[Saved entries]
====================
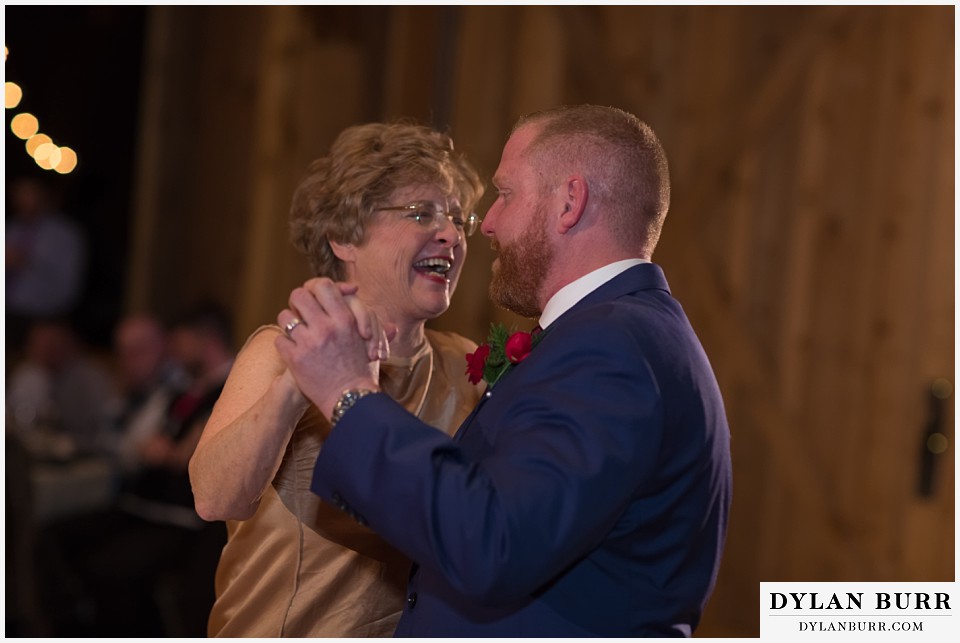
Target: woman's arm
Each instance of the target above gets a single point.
(245, 438)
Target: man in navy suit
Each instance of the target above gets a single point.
(588, 493)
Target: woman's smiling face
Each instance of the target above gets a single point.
(407, 269)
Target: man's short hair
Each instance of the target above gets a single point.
(621, 157)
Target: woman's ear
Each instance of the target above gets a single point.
(345, 252)
(575, 193)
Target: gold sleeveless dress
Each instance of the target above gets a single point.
(302, 568)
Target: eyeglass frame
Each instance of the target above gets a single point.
(470, 222)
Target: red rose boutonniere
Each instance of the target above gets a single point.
(501, 351)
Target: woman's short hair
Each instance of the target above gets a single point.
(340, 192)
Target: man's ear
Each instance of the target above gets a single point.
(575, 192)
(345, 252)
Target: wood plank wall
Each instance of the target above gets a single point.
(810, 237)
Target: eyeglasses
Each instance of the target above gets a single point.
(430, 216)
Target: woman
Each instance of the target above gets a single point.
(384, 211)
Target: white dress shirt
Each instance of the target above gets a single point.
(565, 298)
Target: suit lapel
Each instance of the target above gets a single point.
(646, 276)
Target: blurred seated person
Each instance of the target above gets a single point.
(45, 257)
(146, 568)
(58, 394)
(148, 379)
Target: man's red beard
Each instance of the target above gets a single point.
(522, 270)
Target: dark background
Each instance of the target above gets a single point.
(80, 68)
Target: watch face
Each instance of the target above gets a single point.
(348, 399)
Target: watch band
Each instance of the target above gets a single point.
(347, 399)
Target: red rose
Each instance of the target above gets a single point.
(475, 363)
(518, 346)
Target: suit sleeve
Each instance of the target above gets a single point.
(580, 435)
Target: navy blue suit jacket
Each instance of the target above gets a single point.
(587, 495)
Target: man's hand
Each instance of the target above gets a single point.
(332, 342)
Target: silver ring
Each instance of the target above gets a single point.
(293, 323)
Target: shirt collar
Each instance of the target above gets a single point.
(568, 296)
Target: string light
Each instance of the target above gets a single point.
(12, 94)
(41, 147)
(24, 125)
====================
WHAT THIS TASK INVOLVES: Copy each line from the data above that includes "shirt".

WRITTEN SOLUTION:
Target: white dress shirt
Target: shirt collar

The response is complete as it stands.